◆ **REQUIREMENT 1**
In the passage on sleep during pregnancy, repeat the text starting at "Obstructive sleep apnea is a condition" and ending at "pre-eclampsia, and stillbirth.".
◆ **REQUIREMENT 2**
Based on the passage on sleep during pregnancy, explain in one to three sentences why pregnant individuals are advised to sleep on their side instead of their back.

◆ **EXTRACT TO READ**
--- START ---
The condition is more common among pregnant women than in the general population. Research studies have reported varying prevalence rates, with estimates ranging from 10% to 34% of pregnant individuals experiencing RLS symptoms at some point during their pregnancy.

=== Sleep-disordered breathing ===
Snoring and sleep-disordered breathing are significantly more common in pregnant women, being 2–3 times more prevalent than in nonpregnant females. These changes are associated with alterations in upper airway anatomy and tend to return to nonpregnant levels after childbirth.

Obstructive sleep apnea is a condition where breathing repeatedly stops during sleep due to the collapse of the upper airway, often leading to a decrease in oxygen levels. It is a prevalent health concern among pregnant women and is linked to various pregnancy-related health consequences. The condition is more prevalent in pregnant women who are obese. Pregnancies where obstructive sleep apnea is a complicating factor face a higher risk of developing conditions like intrauterine growth restriction, pre-eclampsia, and stillbirth.

=== Management ===
The management of sleep disorders during pregnancy may require the use of psychopharmacological drugs. Primary insomnia can be managed with cognitive behavioral therapy and medication, while secondary insomnia should primarily target the underlying medical issue. When dealing with restless legs syndrome, treatment includes medication use and minimizing exposure to triggers like smoking, caffeine, and specific medications.

== Risks ==
Research indicates that maternal sleep duration during pregnancy is associated with adverse pregnancy outcomes, with both short and long sleep durations linked to gestational diabetes mellitus (GDM). Optimal sleep duration of 7-9 hours is generally recommended. Some studies found that poor sleep quality raises the risk of preterm birth, however, a meta analysis found that the association was not significant.

== Sleeping positions ==
The National Health Service (NHS) advises pregnant individuals to sleep on their side, either the left or right, for optimal safety during pregnancy. Research indicates that beyond the 28th week, assuming a supine (back) sleeping position can result in a twofold increase in the risk of stillbirth. This increased risk may be attributed to potential disruptions in fetal blood circulation and oxygen supply. Sleeping on the back can also give rise to various complications, including back pain, respiratory issues, hemorrhoidal problems, low blood pressure, gastrointestinal discomfort, and reduced blood flow to both the maternal heart and the developing fetus. Furthermore, the weight gain associated with pregnancy may heighten the likelihood of developing sleep apnea when sleeping on the back.
--- END ---
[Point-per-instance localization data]
--- START ---
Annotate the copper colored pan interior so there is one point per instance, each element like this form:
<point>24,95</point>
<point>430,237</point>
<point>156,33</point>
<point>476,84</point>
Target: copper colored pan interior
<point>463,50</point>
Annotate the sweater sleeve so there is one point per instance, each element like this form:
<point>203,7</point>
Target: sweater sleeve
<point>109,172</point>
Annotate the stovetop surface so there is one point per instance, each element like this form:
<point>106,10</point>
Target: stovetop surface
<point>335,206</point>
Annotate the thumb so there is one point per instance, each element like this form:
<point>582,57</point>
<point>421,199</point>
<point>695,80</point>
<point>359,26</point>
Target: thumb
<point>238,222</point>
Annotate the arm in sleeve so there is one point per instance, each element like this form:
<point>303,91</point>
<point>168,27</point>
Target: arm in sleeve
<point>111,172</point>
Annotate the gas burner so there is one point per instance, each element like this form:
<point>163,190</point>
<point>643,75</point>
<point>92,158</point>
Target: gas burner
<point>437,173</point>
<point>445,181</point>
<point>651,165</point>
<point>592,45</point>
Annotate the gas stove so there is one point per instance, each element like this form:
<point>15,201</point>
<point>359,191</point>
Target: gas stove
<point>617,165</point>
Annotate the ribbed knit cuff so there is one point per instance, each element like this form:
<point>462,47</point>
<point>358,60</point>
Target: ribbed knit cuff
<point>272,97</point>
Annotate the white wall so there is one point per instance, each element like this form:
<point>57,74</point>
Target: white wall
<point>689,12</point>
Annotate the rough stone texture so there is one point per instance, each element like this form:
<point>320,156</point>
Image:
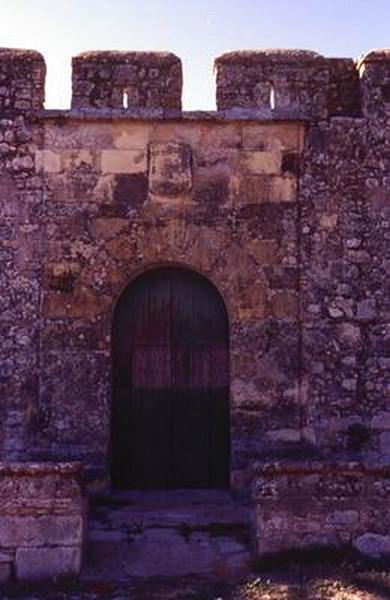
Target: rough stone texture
<point>297,80</point>
<point>286,211</point>
<point>42,520</point>
<point>309,504</point>
<point>22,79</point>
<point>126,79</point>
<point>168,533</point>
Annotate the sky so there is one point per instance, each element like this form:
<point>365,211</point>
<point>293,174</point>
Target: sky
<point>196,30</point>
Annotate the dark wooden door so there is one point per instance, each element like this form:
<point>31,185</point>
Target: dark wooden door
<point>170,426</point>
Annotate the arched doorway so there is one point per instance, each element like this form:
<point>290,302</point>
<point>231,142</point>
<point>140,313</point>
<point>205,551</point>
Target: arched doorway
<point>170,419</point>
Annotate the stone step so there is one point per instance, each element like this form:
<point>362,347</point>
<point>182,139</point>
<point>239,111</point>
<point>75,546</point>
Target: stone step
<point>171,533</point>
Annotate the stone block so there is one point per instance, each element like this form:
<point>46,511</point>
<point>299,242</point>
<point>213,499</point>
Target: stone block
<point>373,545</point>
<point>40,530</point>
<point>385,443</point>
<point>170,171</point>
<point>262,163</point>
<point>284,435</point>
<point>45,563</point>
<point>381,421</point>
<point>47,161</point>
<point>5,572</point>
<point>123,161</point>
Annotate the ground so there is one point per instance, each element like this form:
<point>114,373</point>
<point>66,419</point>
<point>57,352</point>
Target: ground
<point>343,583</point>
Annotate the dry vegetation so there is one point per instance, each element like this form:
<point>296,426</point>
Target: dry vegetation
<point>342,584</point>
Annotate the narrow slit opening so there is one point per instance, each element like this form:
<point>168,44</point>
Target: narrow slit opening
<point>272,97</point>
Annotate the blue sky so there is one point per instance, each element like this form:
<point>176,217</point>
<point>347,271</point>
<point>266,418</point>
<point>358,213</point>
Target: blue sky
<point>197,31</point>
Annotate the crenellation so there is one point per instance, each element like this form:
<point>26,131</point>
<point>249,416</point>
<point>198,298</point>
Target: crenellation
<point>22,80</point>
<point>374,71</point>
<point>113,79</point>
<point>282,209</point>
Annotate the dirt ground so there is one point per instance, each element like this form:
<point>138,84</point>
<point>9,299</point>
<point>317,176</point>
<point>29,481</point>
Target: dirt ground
<point>342,583</point>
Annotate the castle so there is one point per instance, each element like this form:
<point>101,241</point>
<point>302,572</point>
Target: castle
<point>258,234</point>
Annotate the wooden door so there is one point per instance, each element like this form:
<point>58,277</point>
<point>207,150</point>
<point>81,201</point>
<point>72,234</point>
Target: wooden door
<point>170,426</point>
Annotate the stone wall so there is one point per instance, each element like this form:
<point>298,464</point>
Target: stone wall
<point>307,505</point>
<point>126,79</point>
<point>42,520</point>
<point>124,196</point>
<point>285,210</point>
<point>297,81</point>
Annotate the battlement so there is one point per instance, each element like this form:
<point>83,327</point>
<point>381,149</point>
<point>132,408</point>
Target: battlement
<point>112,79</point>
<point>273,82</point>
<point>374,71</point>
<point>295,80</point>
<point>22,79</point>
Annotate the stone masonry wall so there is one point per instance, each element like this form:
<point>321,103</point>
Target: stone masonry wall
<point>124,196</point>
<point>42,520</point>
<point>22,74</point>
<point>285,210</point>
<point>126,79</point>
<point>308,505</point>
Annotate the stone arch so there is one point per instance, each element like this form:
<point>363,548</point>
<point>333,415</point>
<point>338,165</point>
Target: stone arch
<point>170,358</point>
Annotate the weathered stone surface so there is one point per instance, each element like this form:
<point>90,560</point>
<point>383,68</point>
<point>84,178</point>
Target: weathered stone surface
<point>42,519</point>
<point>284,209</point>
<point>309,503</point>
<point>170,169</point>
<point>45,563</point>
<point>126,79</point>
<point>38,531</point>
<point>373,545</point>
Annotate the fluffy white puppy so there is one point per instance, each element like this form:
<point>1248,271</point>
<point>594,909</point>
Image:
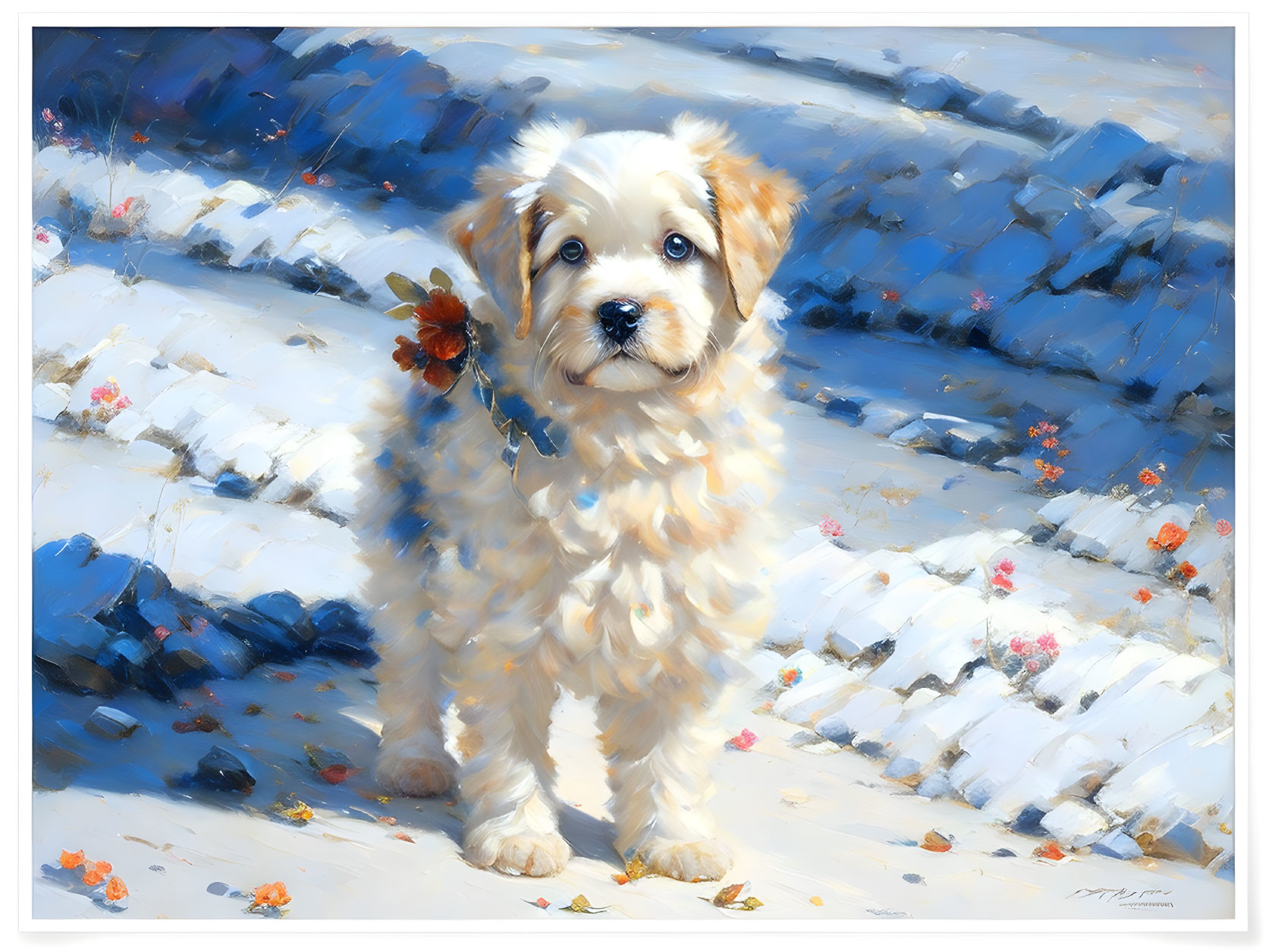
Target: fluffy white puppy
<point>617,548</point>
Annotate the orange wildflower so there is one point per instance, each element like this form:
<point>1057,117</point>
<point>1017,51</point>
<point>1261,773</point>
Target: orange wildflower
<point>96,872</point>
<point>271,894</point>
<point>1169,539</point>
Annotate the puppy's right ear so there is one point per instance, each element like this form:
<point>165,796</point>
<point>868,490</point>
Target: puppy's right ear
<point>496,234</point>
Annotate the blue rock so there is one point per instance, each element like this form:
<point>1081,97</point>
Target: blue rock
<point>912,263</point>
<point>937,784</point>
<point>267,639</point>
<point>222,772</point>
<point>927,89</point>
<point>337,617</point>
<point>1073,231</point>
<point>1005,112</point>
<point>190,659</point>
<point>1097,262</point>
<point>834,727</point>
<point>1089,160</point>
<point>151,582</point>
<point>74,577</point>
<point>984,162</point>
<point>1136,273</point>
<point>1117,844</point>
<point>901,767</point>
<point>1028,822</point>
<point>234,485</point>
<point>80,635</point>
<point>843,409</point>
<point>856,253</point>
<point>978,212</point>
<point>69,669</point>
<point>1009,262</point>
<point>281,607</point>
<point>345,646</point>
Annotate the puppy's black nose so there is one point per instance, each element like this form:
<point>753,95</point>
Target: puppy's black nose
<point>620,319</point>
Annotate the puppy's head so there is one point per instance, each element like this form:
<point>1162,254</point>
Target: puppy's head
<point>626,259</point>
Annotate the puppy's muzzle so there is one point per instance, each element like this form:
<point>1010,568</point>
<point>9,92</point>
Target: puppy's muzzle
<point>620,319</point>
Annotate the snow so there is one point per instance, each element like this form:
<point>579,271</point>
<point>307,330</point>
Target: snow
<point>240,313</point>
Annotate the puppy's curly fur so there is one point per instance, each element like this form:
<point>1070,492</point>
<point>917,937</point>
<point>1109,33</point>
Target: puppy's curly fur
<point>626,567</point>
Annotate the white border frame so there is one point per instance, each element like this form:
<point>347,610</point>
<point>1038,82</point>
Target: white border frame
<point>1040,933</point>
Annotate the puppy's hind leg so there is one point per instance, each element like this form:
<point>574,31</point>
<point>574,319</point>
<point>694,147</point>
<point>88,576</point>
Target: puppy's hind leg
<point>413,759</point>
<point>660,782</point>
<point>507,776</point>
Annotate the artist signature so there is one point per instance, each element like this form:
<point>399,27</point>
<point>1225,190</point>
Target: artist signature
<point>1127,899</point>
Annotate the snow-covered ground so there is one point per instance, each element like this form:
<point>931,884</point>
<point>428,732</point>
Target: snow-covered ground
<point>958,650</point>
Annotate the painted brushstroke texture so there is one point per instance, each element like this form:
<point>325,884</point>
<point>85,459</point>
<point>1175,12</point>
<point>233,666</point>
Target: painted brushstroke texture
<point>1001,231</point>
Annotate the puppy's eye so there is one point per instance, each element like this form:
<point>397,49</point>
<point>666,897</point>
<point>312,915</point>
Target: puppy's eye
<point>678,248</point>
<point>573,250</point>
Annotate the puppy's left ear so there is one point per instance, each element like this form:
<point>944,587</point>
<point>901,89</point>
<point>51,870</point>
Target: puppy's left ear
<point>755,207</point>
<point>498,233</point>
<point>495,237</point>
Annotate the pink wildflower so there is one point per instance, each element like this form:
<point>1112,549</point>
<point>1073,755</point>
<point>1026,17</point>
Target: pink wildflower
<point>107,394</point>
<point>830,527</point>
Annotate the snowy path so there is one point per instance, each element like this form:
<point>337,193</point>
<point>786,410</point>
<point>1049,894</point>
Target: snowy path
<point>853,833</point>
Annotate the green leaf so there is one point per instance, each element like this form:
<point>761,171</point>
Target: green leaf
<point>407,290</point>
<point>438,278</point>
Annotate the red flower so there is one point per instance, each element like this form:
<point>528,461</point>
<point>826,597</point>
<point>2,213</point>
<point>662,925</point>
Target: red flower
<point>271,894</point>
<point>71,859</point>
<point>1170,536</point>
<point>96,872</point>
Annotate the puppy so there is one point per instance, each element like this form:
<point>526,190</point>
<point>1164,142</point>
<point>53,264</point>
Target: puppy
<point>617,548</point>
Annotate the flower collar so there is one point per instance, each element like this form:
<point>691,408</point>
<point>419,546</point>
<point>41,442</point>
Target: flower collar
<point>447,344</point>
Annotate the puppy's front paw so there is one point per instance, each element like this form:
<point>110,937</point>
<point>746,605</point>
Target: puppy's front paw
<point>690,862</point>
<point>520,853</point>
<point>414,776</point>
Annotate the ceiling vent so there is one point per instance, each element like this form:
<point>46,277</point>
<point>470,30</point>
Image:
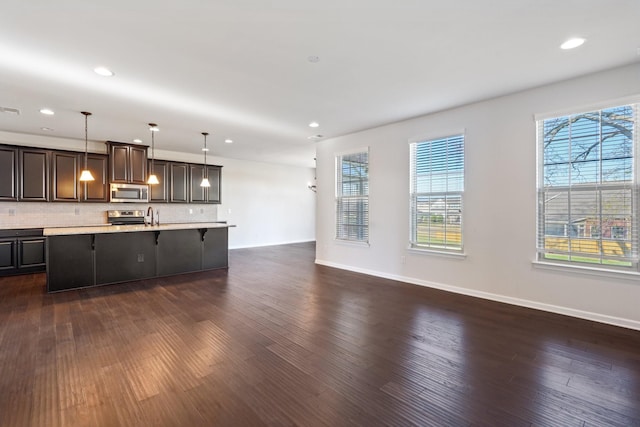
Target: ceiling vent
<point>10,110</point>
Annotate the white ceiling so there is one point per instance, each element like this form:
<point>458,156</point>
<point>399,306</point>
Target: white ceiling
<point>239,69</point>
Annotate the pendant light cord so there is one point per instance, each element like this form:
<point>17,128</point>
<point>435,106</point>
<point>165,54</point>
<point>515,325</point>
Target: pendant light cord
<point>204,166</point>
<point>86,137</point>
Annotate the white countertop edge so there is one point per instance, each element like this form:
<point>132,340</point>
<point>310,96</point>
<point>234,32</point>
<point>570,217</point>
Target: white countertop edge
<point>61,231</point>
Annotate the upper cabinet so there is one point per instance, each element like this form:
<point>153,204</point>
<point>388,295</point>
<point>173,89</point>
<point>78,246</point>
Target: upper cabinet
<point>179,182</point>
<point>64,176</point>
<point>8,173</point>
<point>33,175</point>
<point>128,163</point>
<point>98,189</point>
<point>159,192</point>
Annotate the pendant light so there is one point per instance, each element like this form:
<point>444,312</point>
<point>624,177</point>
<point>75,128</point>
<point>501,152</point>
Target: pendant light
<point>153,179</point>
<point>205,180</point>
<point>85,175</point>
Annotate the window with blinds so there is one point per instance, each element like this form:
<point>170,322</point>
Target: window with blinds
<point>587,188</point>
<point>437,187</point>
<point>352,196</point>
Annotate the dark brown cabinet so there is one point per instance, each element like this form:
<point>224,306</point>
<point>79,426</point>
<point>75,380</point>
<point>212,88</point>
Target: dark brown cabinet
<point>33,175</point>
<point>128,162</point>
<point>98,189</point>
<point>198,194</point>
<point>64,176</point>
<point>8,173</point>
<point>214,174</point>
<point>22,251</point>
<point>179,182</point>
<point>159,192</point>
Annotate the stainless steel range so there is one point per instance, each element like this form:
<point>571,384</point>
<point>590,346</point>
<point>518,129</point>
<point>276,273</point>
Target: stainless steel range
<point>122,217</point>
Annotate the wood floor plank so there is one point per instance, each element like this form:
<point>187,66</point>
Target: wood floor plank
<point>279,341</point>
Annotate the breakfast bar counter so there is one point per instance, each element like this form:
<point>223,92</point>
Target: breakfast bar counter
<point>79,257</point>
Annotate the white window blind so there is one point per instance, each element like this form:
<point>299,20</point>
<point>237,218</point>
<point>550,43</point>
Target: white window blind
<point>352,196</point>
<point>587,188</point>
<point>437,187</point>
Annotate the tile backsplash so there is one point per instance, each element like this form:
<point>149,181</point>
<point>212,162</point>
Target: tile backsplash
<point>43,214</point>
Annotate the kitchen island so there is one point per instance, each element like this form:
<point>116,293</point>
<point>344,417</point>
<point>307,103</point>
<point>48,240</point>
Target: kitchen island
<point>79,257</point>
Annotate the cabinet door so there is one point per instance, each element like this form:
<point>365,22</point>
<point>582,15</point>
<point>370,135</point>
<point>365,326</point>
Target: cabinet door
<point>179,182</point>
<point>197,194</point>
<point>34,181</point>
<point>119,163</point>
<point>64,177</point>
<point>138,162</point>
<point>31,252</point>
<point>8,259</point>
<point>159,192</point>
<point>97,190</point>
<point>8,173</point>
<point>215,180</point>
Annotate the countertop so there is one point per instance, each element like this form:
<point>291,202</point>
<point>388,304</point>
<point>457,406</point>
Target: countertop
<point>99,229</point>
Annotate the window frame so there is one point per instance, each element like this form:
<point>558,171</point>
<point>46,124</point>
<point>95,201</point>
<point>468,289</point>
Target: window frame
<point>600,188</point>
<point>434,248</point>
<point>343,234</point>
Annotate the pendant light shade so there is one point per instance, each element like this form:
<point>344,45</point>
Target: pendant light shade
<point>153,179</point>
<point>85,175</point>
<point>205,179</point>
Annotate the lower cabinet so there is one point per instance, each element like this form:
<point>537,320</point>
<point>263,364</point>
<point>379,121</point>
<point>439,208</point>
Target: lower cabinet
<point>69,262</point>
<point>81,260</point>
<point>22,254</point>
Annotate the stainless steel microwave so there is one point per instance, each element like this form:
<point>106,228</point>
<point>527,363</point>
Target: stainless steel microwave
<point>129,193</point>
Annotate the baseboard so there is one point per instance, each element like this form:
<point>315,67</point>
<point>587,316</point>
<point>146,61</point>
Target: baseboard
<point>596,317</point>
<point>262,245</point>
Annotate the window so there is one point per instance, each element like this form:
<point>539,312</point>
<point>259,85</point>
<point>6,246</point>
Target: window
<point>587,181</point>
<point>437,186</point>
<point>352,197</point>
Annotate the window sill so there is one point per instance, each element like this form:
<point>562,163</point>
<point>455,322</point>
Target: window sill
<point>589,271</point>
<point>352,242</point>
<point>445,254</point>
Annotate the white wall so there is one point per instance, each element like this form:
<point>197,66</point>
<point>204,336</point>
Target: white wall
<point>500,205</point>
<point>269,204</point>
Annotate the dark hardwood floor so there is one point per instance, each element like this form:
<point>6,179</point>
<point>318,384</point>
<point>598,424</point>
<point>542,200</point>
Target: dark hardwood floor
<point>279,341</point>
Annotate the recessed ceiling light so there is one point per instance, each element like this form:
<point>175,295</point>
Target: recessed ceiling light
<point>103,71</point>
<point>9,110</point>
<point>572,43</point>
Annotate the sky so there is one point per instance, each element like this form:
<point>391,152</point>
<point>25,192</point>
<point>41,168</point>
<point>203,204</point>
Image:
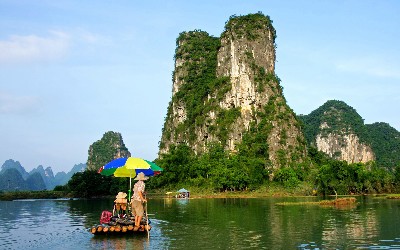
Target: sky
<point>72,70</point>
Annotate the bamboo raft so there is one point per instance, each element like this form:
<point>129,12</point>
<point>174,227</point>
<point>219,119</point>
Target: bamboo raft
<point>118,229</point>
<point>121,226</point>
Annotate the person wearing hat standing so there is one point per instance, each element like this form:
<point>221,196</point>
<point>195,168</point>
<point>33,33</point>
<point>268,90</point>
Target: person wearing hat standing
<point>120,204</point>
<point>138,199</point>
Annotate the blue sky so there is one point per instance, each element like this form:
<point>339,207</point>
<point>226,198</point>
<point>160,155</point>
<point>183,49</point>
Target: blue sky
<point>73,70</point>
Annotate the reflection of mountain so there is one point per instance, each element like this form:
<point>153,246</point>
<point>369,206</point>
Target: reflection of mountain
<point>13,176</point>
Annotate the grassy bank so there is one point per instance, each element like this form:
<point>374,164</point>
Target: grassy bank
<point>263,191</point>
<point>16,195</point>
--- END ---
◆ **ANSWER 1**
Obstructive sleep apnea is a condition where breathing repeatedly stops during sleep due to the collapse of the upper airway, often leading to a decrease in oxygen levels. It is a prevalent health concern among pregnant women and is linked to various pregnancy-related health consequences. The condition is more prevalent in pregnant women who are obese. Pregnancies where obstructive sleep apnea is a complicating factor face a higher risk of developing conditions like intrauterine growth restriction, pre-eclampsia, and stillbirth.

◆ **ANSWER 2**
Research indicates that after the 28th week, sleeping on the back can double the risk of stillbirth, possibly because it disrupts fetal blood circulation and oxygen supply. Back sleeping can also lead to complications such as back pain, respiratory issues, low blood pressure, and reduced blood flow to the maternal heart and the fetus. Pregnancy weight gain may also make sleep apnea more likely in that position.